Si la producción, el consumo y el paso mensurable del tiempo dominan
nuestras vidas es porque están íntimamente relacionados con la explotación. Y,
como dice el filósofo surcoreano Byung-Chul Han respecto de nuestra
autoexplotación: somos seres que debemos rendir cuentas de cuánto producimos en
un tiempo determinado, pero esa cuenta hoy la presentamos ante nosotros mismos,
ante nuestra conciencia. Es que sabemos (mucho mejor que cualquier capataz,
gerente o patrón) cuánto hemos rendido y si lo hemos hecho bien o no. Para ser
más eficiente o para corregir los errores que frenan la productividad
necesitamos dos cosas insustituibles: conocimiento productivo y tiempo
productivo. Tiempo que nos acostumbramos a medir, a administrar
obsesivamente hasta hacernos particularmente sensibles a su escurrimiento.
En breves hiatos de lo que realmente «tenemos que hacer», escenificamos
el tiempo inconmensurable que ya casi no tenemos, pero que sabemos que consta,
esencialmente, de amor y amistad. Por eso la foto no es absolutamente falsa: expresa
el deseo de una buena vida a la vez que su imposibilidad. Acostumbrados a medir
el tiempo, sabemos que ninguno de esos momentos se compara en extensión con el
de nuestra productividad. Nos vemos trabajando a horario completo (aun cuando
descansamos) en busca de alguna hora en la que experimentemos de forma real y
palpable que nos hemos liberado del trabajo: como tal cosa es imposible, lo
escenificamos, ponemos el cuerpo y toda materia a disposición para cumplir ese
deseo.
Marx dijo en Manuscritos económicos y filosóficos, de
1844, que el trabajo asalariado hacía que el momento de mayor creatividad –el
momento del trabajo– fuera vivido por los seres humanos como si fueran animales
y el descanso –cuando no sería necesario desplegar tales potencialidades– se
había vuelto el momento en el que expresar, infructuosamente, su esencia
humana. Sin embargo, el capital ha logrado atrapar la creatividad humana e
incluso buena parte de nuestra natural disposición política (con el coaching y
toda esa mierda) y ponerlas a trabajar. La alienación continúa sin cambios
frente al producto, pero algo se ha venido modificando con respecto al trabajo
mismo: hay una diferencia importante desde el momento en que el compromiso por
aumentar el lucro, ser eficiente y creativo es asumido como
imperativo moral por los propios trabajadores. Tan obsoletos resultan hoy –en
las organizaciones empresariales de nuevo tipo– la represión empresarial y el
panóptico que buena parte del trabajo creativo se realiza durante el almuerzo o
en el inodoro, a instancias del propio trabajador. En realidad estamos ante una
alienación aún mayor: el trabajador, como Fausto, ha vendido su alma al diablo
no para lograr conocimiento ilimitado, sino todo lo contrario: para
desconocerse a sí mismo creyéndose un capitalista.

☆ ☆ ☆ ☆ ☆

Tareas:
a) Reproduce del fragmento sobre la autoexplotación el tramo que va desde "Si la producción, el" hasta "a su escurrimiento.", ambos incluidos.
b) Prosigue el fragmento sobre la autoexplotación a partir de su última oración.
Los datos no hacen falta para ninguna de las tareas.

Extracto del conjunto de datos

☆ ☆ ☆ ☆ ☆

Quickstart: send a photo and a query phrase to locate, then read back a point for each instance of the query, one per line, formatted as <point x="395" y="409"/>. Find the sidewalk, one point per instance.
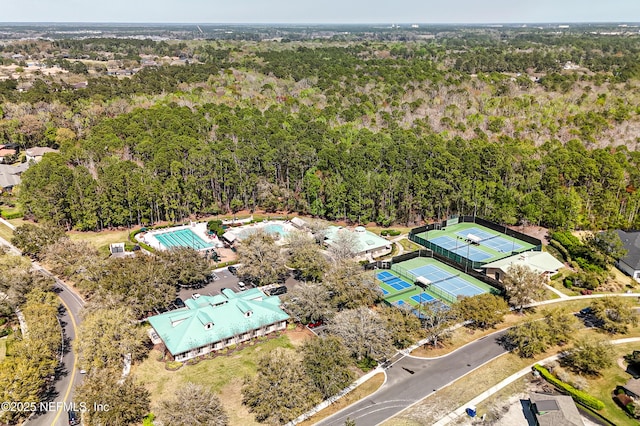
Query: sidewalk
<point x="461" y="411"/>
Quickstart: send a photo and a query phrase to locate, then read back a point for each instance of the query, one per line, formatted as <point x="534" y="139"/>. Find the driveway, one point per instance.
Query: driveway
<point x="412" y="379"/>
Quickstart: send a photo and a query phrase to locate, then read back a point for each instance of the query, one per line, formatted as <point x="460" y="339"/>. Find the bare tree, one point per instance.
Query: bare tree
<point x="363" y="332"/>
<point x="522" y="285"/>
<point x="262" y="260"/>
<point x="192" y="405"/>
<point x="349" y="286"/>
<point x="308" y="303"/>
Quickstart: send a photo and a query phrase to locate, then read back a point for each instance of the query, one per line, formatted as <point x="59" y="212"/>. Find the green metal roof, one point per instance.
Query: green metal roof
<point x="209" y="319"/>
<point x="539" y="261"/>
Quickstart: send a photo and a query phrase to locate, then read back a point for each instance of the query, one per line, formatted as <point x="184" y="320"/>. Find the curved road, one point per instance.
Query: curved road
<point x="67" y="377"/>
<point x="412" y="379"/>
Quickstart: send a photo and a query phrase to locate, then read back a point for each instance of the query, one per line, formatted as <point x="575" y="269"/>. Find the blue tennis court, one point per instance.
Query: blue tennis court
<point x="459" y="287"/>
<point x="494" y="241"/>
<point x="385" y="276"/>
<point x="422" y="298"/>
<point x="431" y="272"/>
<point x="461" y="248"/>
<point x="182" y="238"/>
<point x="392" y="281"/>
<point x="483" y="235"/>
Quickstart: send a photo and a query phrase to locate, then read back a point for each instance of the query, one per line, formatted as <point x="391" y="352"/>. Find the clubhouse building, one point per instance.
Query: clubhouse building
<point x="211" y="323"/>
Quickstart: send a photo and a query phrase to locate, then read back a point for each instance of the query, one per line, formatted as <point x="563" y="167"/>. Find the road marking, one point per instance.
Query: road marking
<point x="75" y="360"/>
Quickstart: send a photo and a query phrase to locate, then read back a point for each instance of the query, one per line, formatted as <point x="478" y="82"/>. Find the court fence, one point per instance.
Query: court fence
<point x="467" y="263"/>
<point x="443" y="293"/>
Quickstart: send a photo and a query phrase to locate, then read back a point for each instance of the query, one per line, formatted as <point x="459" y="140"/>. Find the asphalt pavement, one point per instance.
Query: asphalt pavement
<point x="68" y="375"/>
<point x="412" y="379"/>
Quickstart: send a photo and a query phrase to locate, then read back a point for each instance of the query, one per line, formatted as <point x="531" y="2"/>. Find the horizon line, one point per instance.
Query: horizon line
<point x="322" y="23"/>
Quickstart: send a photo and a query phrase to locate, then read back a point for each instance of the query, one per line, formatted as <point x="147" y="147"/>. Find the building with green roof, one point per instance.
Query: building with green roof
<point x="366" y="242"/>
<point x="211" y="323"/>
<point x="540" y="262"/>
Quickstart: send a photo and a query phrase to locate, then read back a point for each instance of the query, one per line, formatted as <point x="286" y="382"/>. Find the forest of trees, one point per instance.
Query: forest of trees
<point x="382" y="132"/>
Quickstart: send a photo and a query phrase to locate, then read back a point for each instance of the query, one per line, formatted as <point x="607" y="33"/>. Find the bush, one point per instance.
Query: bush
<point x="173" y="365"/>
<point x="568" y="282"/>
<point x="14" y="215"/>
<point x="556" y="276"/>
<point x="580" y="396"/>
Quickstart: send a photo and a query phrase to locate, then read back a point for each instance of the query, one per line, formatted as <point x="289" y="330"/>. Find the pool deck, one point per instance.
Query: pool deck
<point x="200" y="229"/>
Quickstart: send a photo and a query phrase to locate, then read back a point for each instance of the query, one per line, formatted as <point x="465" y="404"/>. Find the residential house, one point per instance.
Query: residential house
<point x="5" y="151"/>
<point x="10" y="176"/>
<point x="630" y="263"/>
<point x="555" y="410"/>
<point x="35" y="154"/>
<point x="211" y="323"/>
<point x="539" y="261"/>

☆ ☆ ☆ ☆ ☆

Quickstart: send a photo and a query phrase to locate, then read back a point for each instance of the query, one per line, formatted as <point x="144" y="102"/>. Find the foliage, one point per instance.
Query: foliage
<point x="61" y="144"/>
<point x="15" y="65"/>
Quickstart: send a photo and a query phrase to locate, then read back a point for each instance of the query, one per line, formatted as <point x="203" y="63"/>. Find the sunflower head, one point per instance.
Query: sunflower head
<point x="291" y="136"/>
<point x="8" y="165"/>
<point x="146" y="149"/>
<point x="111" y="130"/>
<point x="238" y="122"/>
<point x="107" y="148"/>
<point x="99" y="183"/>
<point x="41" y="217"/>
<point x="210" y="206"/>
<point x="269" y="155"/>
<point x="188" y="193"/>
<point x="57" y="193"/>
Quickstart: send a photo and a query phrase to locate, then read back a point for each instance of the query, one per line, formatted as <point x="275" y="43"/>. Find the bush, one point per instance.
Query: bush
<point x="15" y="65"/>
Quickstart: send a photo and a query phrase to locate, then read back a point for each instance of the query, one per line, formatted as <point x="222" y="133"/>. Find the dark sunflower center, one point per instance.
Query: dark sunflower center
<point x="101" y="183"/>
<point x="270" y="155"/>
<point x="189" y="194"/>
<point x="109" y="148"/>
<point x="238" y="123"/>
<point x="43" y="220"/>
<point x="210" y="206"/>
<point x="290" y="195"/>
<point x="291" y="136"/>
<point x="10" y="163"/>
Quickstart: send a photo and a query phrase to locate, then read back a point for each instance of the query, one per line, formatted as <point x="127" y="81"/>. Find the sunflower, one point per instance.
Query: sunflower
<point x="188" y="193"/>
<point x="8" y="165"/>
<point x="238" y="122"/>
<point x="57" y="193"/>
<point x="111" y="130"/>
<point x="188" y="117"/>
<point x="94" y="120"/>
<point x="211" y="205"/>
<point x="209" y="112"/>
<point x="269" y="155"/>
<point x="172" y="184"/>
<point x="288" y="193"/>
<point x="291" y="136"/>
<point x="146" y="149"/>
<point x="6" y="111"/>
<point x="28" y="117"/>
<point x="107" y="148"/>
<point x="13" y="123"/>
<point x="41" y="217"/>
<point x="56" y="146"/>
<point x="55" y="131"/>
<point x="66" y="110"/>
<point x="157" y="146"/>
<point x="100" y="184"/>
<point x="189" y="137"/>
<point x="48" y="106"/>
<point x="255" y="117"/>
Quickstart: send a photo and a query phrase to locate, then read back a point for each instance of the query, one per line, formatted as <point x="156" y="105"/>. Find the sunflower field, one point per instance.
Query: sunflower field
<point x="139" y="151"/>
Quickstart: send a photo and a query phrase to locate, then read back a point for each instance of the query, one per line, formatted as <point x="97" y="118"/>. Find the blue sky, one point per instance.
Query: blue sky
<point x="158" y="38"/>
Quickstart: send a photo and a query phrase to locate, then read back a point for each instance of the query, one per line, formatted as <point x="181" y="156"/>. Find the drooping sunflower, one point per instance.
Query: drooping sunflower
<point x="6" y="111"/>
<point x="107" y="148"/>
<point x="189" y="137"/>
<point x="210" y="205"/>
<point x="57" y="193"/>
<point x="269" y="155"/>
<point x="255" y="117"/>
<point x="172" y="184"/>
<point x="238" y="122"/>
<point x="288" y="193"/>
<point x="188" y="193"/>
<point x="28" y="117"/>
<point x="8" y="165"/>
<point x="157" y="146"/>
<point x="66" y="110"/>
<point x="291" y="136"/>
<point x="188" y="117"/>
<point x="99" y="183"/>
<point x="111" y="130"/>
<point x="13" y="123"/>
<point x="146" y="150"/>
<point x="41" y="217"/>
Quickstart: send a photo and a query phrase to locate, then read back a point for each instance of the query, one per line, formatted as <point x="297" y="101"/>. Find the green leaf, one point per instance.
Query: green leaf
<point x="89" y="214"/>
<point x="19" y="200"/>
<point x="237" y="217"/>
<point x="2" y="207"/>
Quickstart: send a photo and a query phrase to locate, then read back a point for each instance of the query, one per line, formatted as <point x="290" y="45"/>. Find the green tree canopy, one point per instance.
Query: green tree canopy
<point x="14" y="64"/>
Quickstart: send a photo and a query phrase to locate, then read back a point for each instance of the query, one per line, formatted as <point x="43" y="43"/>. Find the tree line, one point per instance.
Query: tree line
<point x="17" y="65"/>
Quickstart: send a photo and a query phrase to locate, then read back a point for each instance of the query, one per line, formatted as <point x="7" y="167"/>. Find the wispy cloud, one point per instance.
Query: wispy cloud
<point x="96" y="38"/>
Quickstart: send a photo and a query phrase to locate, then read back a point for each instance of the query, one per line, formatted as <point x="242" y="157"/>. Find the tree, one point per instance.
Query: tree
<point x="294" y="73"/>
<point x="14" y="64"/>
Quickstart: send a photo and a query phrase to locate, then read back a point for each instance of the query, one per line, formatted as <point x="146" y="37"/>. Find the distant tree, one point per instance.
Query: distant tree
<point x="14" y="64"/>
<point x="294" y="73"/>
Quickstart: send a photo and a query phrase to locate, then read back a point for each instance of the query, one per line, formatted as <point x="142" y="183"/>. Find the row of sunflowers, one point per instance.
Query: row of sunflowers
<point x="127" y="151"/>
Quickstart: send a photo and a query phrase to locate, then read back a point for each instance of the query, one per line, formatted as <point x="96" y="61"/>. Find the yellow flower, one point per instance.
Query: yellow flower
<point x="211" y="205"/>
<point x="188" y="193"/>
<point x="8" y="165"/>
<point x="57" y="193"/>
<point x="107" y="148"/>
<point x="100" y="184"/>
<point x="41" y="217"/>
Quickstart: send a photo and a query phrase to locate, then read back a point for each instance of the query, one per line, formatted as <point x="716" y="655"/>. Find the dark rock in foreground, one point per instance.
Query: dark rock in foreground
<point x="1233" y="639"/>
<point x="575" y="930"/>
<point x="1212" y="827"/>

☆ ☆ ☆ ☆ ☆

Tareas resueltas:
a)
Si la producción, el consumo y el paso mensurable del tiempo dominan
nuestras vidas es porque están íntimamente relacionados con la explotación. Y,
como dice el filósofo surcoreano Byung-Chul Han respecto de nuestra
autoexplotación: somos seres que debemos rendir cuentas de cuánto producimos en
un tiempo determinado, pero esa cuenta hoy la presentamos ante nosotros mismos,
ante nuestra conciencia. Es que sabemos (mucho mejor que cualquier capataz,
gerente o patrón) cuánto hemos rendido y si lo hemos hecho bien o no. Para ser
más eficiente o para corregir los errores que frenan la productividad
necesitamos dos cosas insustituibles: conocimiento productivo y tiempo
productivo. Tiempo que nos acostumbramos a medir, a administrar
obsesivamente hasta hacernos particularmente sensibles a su escurrimiento.

b)
La condición material de trabajo socializado ha sido sustituida por la
condición –no menos material– de individuos que compiten entre sí en el medio
laboral. El empresariado ha reinventado el término colaboración (trabajo
en equipo, etcétera) para reafirmar la condición individual del trabajo. A
fin de cuentas, según esa perspectiva, ya no debería hablarse de trabajadores en
general, sino de cada trabajador individualizado, tratado y evaluado
constantemente con el fin de borrar sus semejanzas y poner en competencia sus
diferencias. Con la agencia de diversos organismos internacionales, el
empresariado ha logrado también trasladar literalmente esos objetivos a la
educación (donde dice trabajadores debe decir educandos).
Todo esto penetra en nuestras subjetividades con suficiente fuerza como para
concebirnos «empresarios» de nuestras propias vidas a tiempo completo.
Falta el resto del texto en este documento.